EXCERPTED PASSAGE section start
Some Investors Predict Bitcoin to Hit $100,000 in a Year – VOA Learning English

Some bitcoin investors predict the virtual currency could rise to as high as $100,000 in a year. That is around five times its current value.

The predictions have drawn criticism from those who believe bitcoin is a speculative asset something a person or company owns that involves too much financial risk.

Predictions and popularity

Since January, bitcoin has increased by 160 percent. It is getting close to its all-time height of just under $20,000 in December 2017. It was last trading at $18,415.

Brian Estes is chief investment officer at Off the Chain Capital. It is a hedge fund - a group of investors who take financial risks together in order to try to earn a lot of money.

Going from $18,000 to $100,000 in one year is not impossible, Estes noted. I have seen bitcoin go up 10X, 20X, 30X in a year. So going up 5X is not a big deal.

Estes predicts bitcoin could hit between $100,000 and $288,000 by the end of 2021.

Tom Fitzpatrick, an expert at international banking group Citi, said in a note last week that bitcoin could climb as high as $318,000 by the end of next year. Fitzpatrick said the rise could come because of the currencys limited supply, ease of movement across borders, and unclear ownership.

However, those numbers do not make sense to Toronto-based Kevin Muir, an independent trader. He says he does not expect such huge gains for bitcoin.

Is it plausible?" Muir said. For sure. Its a mania. Mania is an extreme excitement or desire for something that is usually shared by many people.

But Muir added that no one really has a clear idea about how high bitcoin will go.

Shortage

Bitcoin relies on so-called mining computers that approve or confirm groups of transactions. The computers compete to solve mathematical puzzles every 10 minutes. The first to solve the puzzle and clear the transaction is rewarded new bitcoins.

Bitcoins technology was designed to cut the reward for miners in half every four years. The idea behind the move was to reduce inflation. In May, bitcoin went through a third halving, which reduced the rate at which new coins are created. This, in turn, reduced supply. That halving started bitcoins renewed growth.

In a recent letter to investors, hedge fund Pantera Capital said Squares Cash App and PayPal have been buying all new bitcoins. Those buys have caused a bitcoin shortage.

Cash App and Paypal recently launched a cryptocurrency service to its more than 300 million users.

Big predictions

The so-called whale index measures accounts holding at least 1,000 bitcoins. This index is at an all-time high, said Phil Bonello, research director at digital asset manager Grayscale.
EXCERPTED PASSAGE section end
> **PROBLEMS TO SOLVE**
[1] Return the bitcoin article word for word, everything from "Some bitcoin investors" down to "lot of money.".
[2] List the full name of every person named in the bitcoin article.
DATA SECTION section start
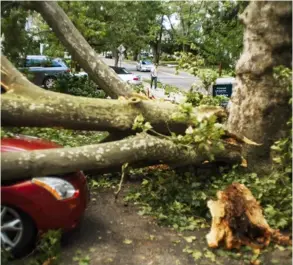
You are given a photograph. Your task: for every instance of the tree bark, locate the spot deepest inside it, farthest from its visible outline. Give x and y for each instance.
(260, 108)
(143, 149)
(79, 48)
(25, 104)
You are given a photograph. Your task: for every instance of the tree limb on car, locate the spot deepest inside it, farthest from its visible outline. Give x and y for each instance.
(142, 148)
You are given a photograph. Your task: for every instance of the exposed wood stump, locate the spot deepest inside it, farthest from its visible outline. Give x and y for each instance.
(237, 219)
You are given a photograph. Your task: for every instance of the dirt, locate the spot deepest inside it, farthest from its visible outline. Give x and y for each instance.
(113, 233)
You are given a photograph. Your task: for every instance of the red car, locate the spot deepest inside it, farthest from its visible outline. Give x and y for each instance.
(31, 207)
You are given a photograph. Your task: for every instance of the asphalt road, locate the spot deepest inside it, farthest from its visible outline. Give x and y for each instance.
(166, 75)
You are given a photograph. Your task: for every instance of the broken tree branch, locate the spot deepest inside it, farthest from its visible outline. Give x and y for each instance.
(79, 48)
(25, 104)
(142, 149)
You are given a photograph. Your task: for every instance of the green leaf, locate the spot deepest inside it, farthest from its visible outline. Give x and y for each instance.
(127, 241)
(189, 239)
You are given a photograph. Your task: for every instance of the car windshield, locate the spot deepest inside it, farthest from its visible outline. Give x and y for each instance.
(146, 62)
(120, 71)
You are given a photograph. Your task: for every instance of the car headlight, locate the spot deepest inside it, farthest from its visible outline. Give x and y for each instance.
(59, 188)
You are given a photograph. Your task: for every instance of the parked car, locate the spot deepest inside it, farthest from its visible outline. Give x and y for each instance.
(123, 75)
(32, 207)
(143, 65)
(126, 76)
(109, 55)
(44, 69)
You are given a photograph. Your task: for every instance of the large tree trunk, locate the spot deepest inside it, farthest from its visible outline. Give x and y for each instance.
(143, 149)
(78, 47)
(260, 106)
(28, 105)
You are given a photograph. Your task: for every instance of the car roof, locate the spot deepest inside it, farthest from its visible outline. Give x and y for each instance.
(117, 68)
(25, 143)
(36, 57)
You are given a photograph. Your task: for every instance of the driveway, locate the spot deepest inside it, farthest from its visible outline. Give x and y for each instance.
(113, 233)
(166, 75)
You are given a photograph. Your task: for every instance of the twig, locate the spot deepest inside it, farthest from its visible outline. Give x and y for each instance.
(123, 173)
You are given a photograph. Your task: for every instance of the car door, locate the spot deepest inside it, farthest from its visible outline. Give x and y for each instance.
(36, 70)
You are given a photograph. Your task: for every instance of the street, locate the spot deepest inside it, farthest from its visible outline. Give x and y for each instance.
(166, 75)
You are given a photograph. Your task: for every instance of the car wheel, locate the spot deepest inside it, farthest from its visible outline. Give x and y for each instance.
(18, 231)
(49, 82)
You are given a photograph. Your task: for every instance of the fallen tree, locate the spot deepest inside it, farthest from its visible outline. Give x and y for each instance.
(25, 104)
(86, 56)
(142, 149)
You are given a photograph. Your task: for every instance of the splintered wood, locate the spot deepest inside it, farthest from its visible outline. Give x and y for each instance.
(237, 219)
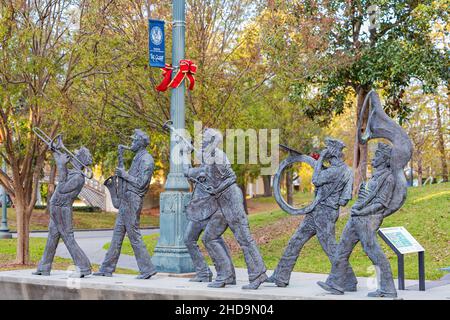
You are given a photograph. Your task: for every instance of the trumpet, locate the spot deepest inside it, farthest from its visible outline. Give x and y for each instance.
(56, 145)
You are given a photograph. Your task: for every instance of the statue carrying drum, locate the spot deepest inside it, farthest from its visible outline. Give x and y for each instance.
(221, 207)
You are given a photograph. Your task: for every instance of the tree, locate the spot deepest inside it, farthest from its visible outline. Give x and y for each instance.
(331, 49)
(47, 47)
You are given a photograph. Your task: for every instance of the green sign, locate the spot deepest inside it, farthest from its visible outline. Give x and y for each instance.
(402, 240)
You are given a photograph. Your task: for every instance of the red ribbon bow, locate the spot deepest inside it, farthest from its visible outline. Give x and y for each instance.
(187, 70)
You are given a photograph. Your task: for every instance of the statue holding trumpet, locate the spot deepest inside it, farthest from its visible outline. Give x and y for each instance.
(70, 183)
(128, 189)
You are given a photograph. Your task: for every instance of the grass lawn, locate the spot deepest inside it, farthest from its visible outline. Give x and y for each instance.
(81, 220)
(37, 245)
(426, 215)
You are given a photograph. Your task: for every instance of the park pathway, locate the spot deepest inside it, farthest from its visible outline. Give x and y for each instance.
(92, 243)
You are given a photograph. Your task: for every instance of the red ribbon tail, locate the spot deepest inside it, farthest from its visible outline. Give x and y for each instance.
(167, 73)
(191, 79)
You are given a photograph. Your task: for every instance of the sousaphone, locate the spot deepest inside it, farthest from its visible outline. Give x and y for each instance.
(294, 157)
(380, 125)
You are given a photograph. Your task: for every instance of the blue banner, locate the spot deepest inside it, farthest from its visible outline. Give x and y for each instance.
(156, 43)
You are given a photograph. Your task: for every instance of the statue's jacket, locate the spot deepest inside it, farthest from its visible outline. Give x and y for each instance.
(219, 176)
(68, 189)
(334, 186)
(379, 189)
(140, 173)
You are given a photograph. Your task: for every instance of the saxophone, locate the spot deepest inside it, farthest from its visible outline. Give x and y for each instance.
(117, 185)
(380, 125)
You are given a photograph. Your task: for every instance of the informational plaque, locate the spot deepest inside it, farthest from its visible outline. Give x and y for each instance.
(402, 240)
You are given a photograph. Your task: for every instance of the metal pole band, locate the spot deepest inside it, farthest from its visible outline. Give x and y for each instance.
(179, 23)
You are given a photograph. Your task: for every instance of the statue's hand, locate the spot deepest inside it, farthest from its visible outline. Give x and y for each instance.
(210, 190)
(120, 172)
(62, 158)
(355, 212)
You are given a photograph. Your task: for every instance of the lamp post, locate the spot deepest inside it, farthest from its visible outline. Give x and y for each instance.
(171, 255)
(4, 230)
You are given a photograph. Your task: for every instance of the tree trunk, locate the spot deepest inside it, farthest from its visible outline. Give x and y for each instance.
(267, 187)
(51, 187)
(289, 187)
(244, 195)
(441, 145)
(360, 151)
(23, 233)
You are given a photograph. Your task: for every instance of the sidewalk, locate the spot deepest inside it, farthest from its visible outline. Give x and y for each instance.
(21, 284)
(92, 243)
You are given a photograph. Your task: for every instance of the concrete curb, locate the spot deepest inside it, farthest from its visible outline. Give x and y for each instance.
(86, 230)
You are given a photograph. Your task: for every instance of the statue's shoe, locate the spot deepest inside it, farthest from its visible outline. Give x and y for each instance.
(350, 287)
(329, 288)
(273, 279)
(102, 274)
(197, 278)
(222, 283)
(41, 273)
(80, 274)
(256, 283)
(381, 294)
(144, 276)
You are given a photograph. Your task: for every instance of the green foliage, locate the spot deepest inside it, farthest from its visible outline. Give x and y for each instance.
(332, 51)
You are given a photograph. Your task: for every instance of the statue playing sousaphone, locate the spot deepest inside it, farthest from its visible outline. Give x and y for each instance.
(333, 189)
(382, 195)
(128, 189)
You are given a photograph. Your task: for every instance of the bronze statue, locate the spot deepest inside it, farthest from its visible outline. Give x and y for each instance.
(381, 196)
(70, 183)
(333, 189)
(127, 192)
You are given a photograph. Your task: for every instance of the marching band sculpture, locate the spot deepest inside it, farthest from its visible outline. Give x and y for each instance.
(127, 192)
(333, 189)
(70, 183)
(217, 203)
(380, 197)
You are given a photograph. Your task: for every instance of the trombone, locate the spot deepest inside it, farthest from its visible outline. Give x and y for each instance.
(56, 145)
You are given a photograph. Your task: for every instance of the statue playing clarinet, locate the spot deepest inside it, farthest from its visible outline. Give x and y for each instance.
(127, 192)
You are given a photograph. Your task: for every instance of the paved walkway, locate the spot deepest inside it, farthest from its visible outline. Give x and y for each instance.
(21, 284)
(92, 243)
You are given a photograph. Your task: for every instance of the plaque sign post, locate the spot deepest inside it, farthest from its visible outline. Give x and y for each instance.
(402, 242)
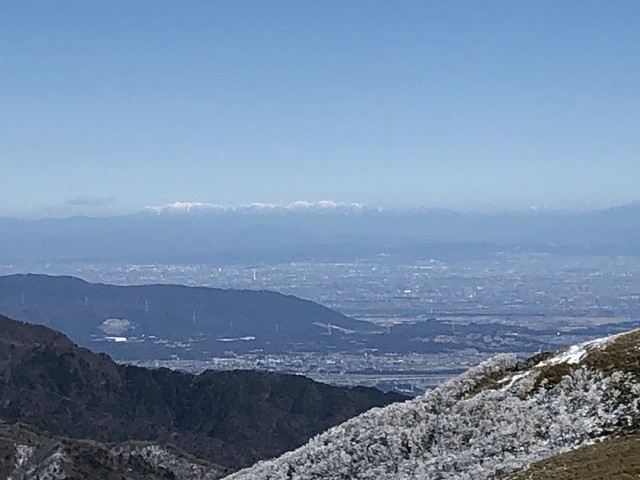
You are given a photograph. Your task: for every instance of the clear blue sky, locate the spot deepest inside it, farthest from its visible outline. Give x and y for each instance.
(109, 106)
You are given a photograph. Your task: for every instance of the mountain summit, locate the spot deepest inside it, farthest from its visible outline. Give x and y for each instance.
(496, 418)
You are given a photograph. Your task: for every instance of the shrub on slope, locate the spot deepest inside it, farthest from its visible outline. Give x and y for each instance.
(495, 418)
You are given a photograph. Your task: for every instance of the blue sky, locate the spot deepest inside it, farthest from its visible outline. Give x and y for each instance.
(111, 106)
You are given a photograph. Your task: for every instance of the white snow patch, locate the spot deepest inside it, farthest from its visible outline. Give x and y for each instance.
(576, 353)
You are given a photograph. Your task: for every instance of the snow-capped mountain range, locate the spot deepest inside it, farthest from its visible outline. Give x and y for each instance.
(496, 418)
(298, 206)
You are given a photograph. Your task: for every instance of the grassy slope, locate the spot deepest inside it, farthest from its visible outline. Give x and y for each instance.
(614, 458)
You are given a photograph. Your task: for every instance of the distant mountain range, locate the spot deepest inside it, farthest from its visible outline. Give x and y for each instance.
(197, 232)
(232, 418)
(569, 414)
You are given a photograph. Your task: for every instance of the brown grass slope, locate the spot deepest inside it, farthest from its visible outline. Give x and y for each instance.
(614, 458)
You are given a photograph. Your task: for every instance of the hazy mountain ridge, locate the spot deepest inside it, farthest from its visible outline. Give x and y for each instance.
(288, 234)
(497, 417)
(195, 322)
(161, 314)
(232, 418)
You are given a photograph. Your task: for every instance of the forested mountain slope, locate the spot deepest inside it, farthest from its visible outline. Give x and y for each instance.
(26, 454)
(233, 418)
(496, 418)
(154, 318)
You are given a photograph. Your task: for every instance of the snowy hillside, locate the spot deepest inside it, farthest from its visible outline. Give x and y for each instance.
(496, 418)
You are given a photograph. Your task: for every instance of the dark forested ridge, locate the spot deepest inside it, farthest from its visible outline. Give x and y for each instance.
(157, 317)
(233, 418)
(29, 454)
(527, 419)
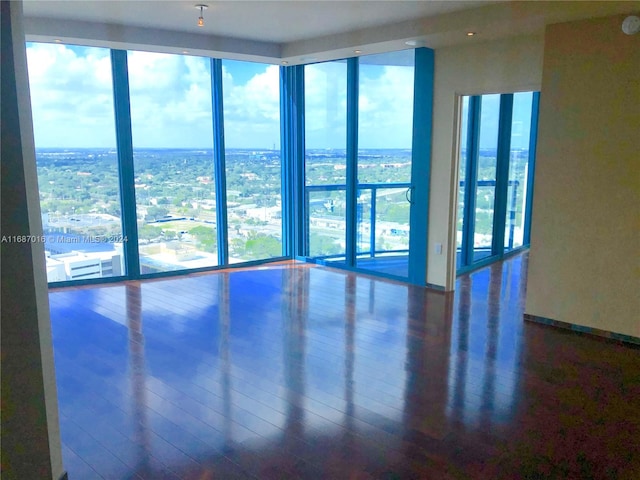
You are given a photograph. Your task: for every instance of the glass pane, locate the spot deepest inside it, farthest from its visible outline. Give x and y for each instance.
(74, 128)
(385, 128)
(251, 98)
(325, 157)
(462, 176)
(392, 220)
(327, 222)
(518, 163)
(485, 193)
(173, 161)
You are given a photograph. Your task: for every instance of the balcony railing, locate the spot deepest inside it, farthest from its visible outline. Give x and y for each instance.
(325, 207)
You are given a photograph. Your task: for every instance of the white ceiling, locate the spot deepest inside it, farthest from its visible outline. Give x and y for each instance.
(296, 31)
(266, 21)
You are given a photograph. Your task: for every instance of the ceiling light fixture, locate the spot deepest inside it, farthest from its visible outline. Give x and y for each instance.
(631, 25)
(202, 8)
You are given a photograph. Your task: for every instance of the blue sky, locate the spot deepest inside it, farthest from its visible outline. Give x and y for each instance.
(72, 102)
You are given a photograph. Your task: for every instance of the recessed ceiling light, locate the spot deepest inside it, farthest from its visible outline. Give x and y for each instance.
(202, 7)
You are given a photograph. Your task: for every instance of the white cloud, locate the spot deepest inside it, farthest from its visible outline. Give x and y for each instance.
(385, 107)
(170, 100)
(326, 105)
(251, 110)
(71, 96)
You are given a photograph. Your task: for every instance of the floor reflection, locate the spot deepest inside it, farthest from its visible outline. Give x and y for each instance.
(296, 371)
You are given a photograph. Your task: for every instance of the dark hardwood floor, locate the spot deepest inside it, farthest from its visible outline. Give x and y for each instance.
(294, 371)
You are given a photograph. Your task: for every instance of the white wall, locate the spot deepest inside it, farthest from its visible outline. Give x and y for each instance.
(584, 265)
(500, 66)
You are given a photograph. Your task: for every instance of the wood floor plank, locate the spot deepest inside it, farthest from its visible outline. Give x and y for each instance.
(303, 372)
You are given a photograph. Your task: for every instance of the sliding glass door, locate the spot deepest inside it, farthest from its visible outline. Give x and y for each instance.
(495, 175)
(359, 120)
(77, 161)
(171, 125)
(385, 128)
(325, 88)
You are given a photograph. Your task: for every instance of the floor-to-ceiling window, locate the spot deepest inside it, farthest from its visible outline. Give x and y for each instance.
(171, 125)
(359, 118)
(77, 164)
(161, 163)
(385, 128)
(251, 100)
(325, 88)
(519, 175)
(495, 175)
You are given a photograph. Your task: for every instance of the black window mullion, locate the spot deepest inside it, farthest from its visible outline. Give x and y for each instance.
(124, 142)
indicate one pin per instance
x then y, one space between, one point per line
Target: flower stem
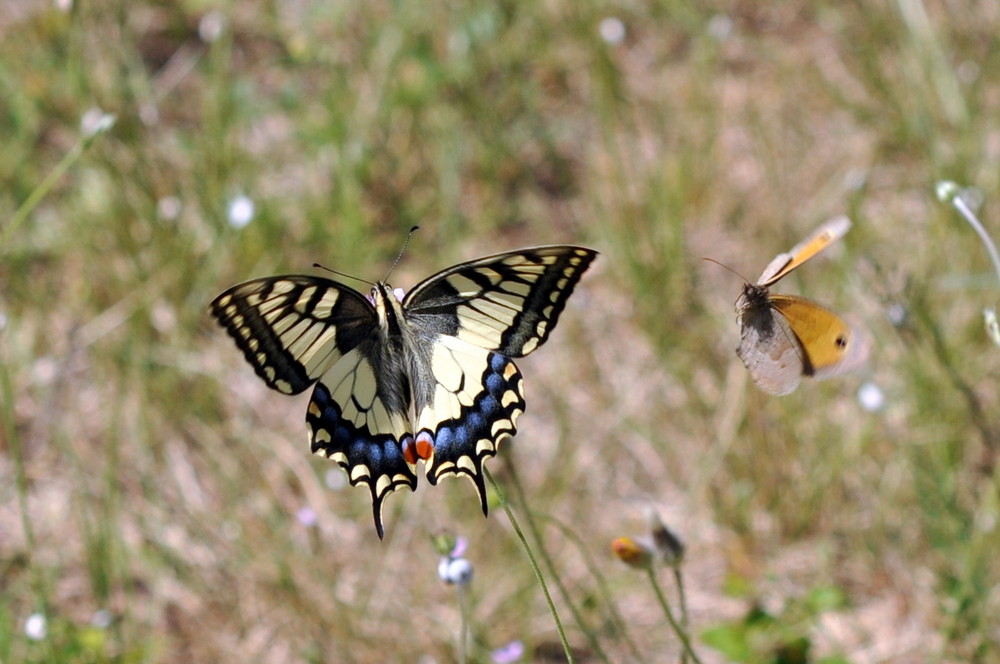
681 633
534 563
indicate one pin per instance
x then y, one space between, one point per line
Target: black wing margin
DATA SECTION section end
> **RESPONSES IN ORDER**
[1]
Some bitcoin investors predict the virtual currency could rise to as high as $100,000 in a year. That is around five times its current value.

The predictions have drawn criticism from those who believe bitcoin is a speculative asset something a person or company owns that involves too much financial risk.

Predictions and popularity

Since January, bitcoin has increased by 160 percent. It is getting close to its all-time height of just under $20,000 in December 2017. It was last trading at $18,415.

Brian Estes is chief investment officer at Off the Chain Capital. It is a hedge fund - a group of investors who take financial risks together in order to try to earn a lot of money.

[2]
Brian Estes
Tom Fitzpatrick
Kevin Muir
Phil Bonello